● **Task directions**: Recast the items from the line containing "In this photo, each instance of the rear door" through the end of the items as a two-column CSV with the headers instruction and points. Give one row per item, with its text and its answer each in a single quoted field and line breaks replaced by spaces.

● **Given entries**:
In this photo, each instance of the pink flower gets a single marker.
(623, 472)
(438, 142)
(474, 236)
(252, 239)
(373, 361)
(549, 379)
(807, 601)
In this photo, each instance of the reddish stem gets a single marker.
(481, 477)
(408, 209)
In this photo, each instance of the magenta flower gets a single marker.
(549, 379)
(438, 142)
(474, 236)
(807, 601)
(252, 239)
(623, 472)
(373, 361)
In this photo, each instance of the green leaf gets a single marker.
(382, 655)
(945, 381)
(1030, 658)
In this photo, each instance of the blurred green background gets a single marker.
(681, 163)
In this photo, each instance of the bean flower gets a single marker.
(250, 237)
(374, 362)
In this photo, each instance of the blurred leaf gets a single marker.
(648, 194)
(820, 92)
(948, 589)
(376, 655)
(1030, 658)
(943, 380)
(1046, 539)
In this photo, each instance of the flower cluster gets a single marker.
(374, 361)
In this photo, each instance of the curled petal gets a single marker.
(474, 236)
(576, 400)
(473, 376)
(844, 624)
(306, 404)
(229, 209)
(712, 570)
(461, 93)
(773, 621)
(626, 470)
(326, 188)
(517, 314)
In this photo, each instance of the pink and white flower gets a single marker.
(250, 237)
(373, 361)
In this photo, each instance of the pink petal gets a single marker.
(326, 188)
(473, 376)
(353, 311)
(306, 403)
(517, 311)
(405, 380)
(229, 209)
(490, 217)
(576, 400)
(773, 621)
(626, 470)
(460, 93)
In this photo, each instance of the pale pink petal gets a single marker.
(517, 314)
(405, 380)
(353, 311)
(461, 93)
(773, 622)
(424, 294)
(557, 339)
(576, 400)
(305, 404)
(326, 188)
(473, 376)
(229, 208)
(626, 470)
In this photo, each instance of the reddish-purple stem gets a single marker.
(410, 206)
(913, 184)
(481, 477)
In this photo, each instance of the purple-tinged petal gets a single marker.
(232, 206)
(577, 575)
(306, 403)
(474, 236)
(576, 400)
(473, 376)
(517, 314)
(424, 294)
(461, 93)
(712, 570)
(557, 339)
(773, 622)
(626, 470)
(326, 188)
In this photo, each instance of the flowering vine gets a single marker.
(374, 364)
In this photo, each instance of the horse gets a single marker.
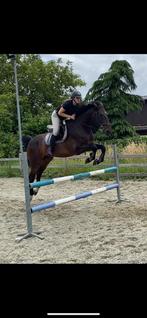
(80, 138)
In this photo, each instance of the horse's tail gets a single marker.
(25, 142)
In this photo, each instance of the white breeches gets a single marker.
(56, 123)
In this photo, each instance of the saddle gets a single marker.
(61, 136)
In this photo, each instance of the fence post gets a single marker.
(117, 171)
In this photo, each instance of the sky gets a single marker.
(90, 66)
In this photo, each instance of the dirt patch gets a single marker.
(91, 230)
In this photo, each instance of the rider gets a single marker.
(68, 110)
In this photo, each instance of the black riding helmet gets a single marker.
(76, 94)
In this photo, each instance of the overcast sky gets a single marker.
(90, 66)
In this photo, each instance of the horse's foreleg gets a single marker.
(85, 148)
(31, 179)
(102, 155)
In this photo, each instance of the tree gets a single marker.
(114, 88)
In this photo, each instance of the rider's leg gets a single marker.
(56, 128)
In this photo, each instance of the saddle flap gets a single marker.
(50, 128)
(62, 135)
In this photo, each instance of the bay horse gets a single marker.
(80, 138)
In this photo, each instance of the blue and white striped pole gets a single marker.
(72, 177)
(79, 196)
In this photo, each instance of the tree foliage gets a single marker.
(114, 89)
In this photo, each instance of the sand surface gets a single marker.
(91, 230)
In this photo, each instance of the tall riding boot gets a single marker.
(52, 145)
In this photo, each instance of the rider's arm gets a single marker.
(61, 113)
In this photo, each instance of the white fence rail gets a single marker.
(78, 161)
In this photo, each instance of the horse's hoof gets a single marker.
(96, 162)
(87, 160)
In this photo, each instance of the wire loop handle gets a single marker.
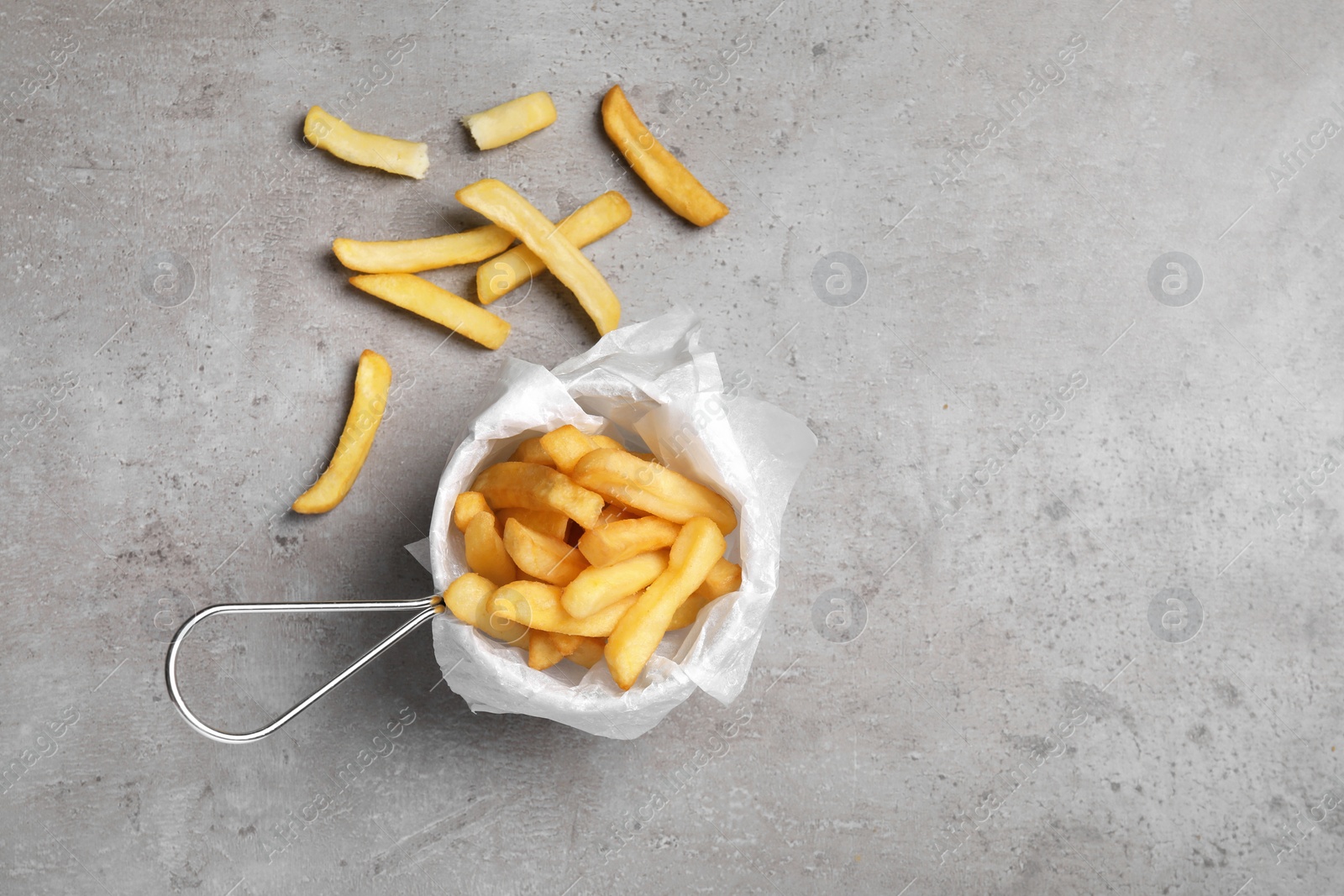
(427, 606)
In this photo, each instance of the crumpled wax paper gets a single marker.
(649, 385)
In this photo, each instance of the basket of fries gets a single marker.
(606, 535)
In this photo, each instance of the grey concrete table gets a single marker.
(1055, 285)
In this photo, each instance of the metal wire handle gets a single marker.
(427, 606)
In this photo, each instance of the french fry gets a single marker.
(486, 553)
(566, 446)
(373, 150)
(588, 652)
(410, 255)
(373, 379)
(511, 120)
(539, 605)
(598, 587)
(531, 452)
(423, 297)
(542, 651)
(588, 224)
(506, 207)
(468, 598)
(467, 506)
(538, 488)
(638, 631)
(725, 578)
(544, 521)
(689, 610)
(652, 488)
(622, 539)
(541, 555)
(656, 167)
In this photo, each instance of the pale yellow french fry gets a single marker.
(656, 167)
(503, 206)
(622, 539)
(538, 488)
(566, 446)
(511, 120)
(539, 605)
(652, 488)
(468, 598)
(467, 506)
(725, 578)
(542, 651)
(423, 297)
(638, 631)
(486, 553)
(373, 150)
(373, 379)
(410, 255)
(598, 587)
(531, 452)
(588, 224)
(542, 557)
(544, 521)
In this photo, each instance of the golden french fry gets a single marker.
(410, 255)
(689, 610)
(373, 379)
(566, 446)
(588, 224)
(622, 539)
(507, 208)
(373, 150)
(660, 170)
(598, 587)
(638, 631)
(468, 598)
(467, 506)
(542, 651)
(652, 488)
(588, 652)
(423, 297)
(531, 452)
(725, 578)
(538, 488)
(486, 553)
(541, 555)
(511, 120)
(539, 605)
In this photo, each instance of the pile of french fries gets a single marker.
(389, 269)
(582, 550)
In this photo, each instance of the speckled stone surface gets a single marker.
(1055, 285)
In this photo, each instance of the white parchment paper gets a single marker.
(648, 385)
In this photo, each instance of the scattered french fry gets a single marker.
(412, 255)
(538, 488)
(503, 206)
(656, 167)
(588, 224)
(622, 539)
(468, 598)
(373, 379)
(467, 506)
(486, 553)
(423, 297)
(638, 634)
(511, 120)
(598, 587)
(542, 557)
(538, 605)
(373, 150)
(544, 521)
(652, 488)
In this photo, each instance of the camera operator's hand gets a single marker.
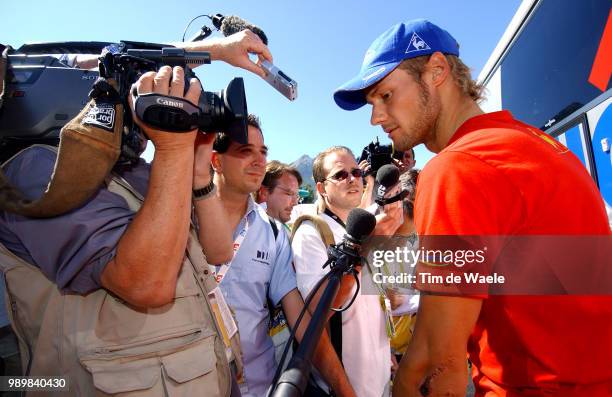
(167, 81)
(234, 50)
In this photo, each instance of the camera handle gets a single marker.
(167, 113)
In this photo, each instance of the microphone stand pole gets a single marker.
(294, 378)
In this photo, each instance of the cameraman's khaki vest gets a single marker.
(106, 347)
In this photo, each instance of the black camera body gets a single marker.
(43, 94)
(377, 155)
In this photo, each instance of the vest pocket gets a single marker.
(189, 371)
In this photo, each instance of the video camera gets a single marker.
(43, 94)
(378, 155)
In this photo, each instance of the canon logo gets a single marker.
(167, 102)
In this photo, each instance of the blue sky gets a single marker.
(318, 43)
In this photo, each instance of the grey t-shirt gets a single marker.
(70, 249)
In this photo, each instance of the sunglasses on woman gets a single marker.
(343, 174)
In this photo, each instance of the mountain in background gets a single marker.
(304, 166)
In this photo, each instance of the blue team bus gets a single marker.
(552, 69)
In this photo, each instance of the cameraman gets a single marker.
(128, 310)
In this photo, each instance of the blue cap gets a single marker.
(402, 41)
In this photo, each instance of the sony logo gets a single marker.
(167, 102)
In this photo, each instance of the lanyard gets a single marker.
(221, 270)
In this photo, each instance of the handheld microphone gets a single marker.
(359, 224)
(388, 176)
(274, 76)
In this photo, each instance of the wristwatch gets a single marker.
(205, 192)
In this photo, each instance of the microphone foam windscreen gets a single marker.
(387, 175)
(360, 223)
(233, 24)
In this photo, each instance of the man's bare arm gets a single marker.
(435, 363)
(149, 254)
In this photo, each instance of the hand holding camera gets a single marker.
(169, 85)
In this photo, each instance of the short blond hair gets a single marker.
(460, 72)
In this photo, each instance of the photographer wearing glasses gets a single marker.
(279, 190)
(358, 334)
(114, 296)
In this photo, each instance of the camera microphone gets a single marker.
(234, 24)
(359, 224)
(387, 177)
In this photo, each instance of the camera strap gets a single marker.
(167, 113)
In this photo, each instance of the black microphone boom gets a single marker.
(343, 258)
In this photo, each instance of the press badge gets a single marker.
(223, 315)
(389, 325)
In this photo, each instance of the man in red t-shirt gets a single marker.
(499, 181)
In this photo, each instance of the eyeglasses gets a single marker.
(287, 191)
(343, 174)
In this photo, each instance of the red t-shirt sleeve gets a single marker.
(462, 205)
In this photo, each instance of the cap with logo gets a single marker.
(402, 41)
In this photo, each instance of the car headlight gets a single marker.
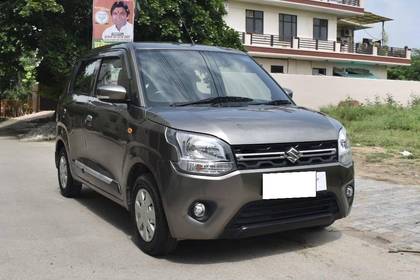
(201, 154)
(344, 148)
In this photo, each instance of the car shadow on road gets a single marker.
(215, 251)
(219, 251)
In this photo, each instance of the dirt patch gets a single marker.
(379, 164)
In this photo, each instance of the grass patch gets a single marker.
(388, 125)
(377, 157)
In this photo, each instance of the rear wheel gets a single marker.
(68, 186)
(151, 228)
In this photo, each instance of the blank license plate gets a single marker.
(293, 185)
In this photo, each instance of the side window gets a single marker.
(113, 73)
(85, 79)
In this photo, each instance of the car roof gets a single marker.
(159, 46)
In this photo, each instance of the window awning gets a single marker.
(366, 18)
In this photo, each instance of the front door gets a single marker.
(107, 135)
(75, 112)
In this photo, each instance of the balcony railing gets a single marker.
(274, 41)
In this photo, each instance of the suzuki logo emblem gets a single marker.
(293, 155)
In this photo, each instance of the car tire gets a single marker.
(68, 186)
(152, 233)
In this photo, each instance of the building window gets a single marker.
(254, 21)
(319, 71)
(288, 27)
(320, 29)
(277, 69)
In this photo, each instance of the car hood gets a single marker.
(250, 125)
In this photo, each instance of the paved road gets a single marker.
(44, 236)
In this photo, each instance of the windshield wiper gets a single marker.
(275, 102)
(215, 100)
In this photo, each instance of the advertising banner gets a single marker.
(112, 22)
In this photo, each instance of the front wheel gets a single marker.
(68, 186)
(151, 228)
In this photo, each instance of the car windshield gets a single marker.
(181, 77)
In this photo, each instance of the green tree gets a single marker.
(411, 73)
(59, 31)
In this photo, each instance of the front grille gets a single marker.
(262, 212)
(262, 156)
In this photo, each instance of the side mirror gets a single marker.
(112, 93)
(289, 92)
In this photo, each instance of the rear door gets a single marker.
(76, 108)
(107, 135)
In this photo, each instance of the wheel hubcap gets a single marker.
(63, 172)
(145, 215)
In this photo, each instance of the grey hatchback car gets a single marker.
(198, 142)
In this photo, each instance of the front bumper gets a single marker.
(231, 193)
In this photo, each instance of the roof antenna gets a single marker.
(186, 30)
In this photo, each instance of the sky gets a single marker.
(404, 30)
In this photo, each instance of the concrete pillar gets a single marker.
(296, 43)
(337, 47)
(35, 99)
(375, 50)
(247, 39)
(408, 53)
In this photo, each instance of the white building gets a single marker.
(314, 37)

● **Result**:
instruction,points
"In this photo, each instance of the rear door gets a single marker.","(76, 108) (107, 135)"
"In this photo, each instance of the wheel hubcap gets a single marker.","(63, 172) (145, 215)"
"In this photo, each instance of the grey hatchback car gets a single marker.","(198, 142)"
"In this photo, each instance of the front bumper gets a single marker.","(231, 193)"
"In this photo, each instance of the roof antenna gets a single marker.","(186, 30)"
"In this photo, each instance of the sky gets a single marker.","(404, 30)"
"In this photo, each instance of the concrete pillar gets a single marker.","(296, 43) (337, 47) (35, 99) (375, 50) (247, 39) (408, 53)"
"In this photo, each instance of the white building gets a single marker.","(314, 37)"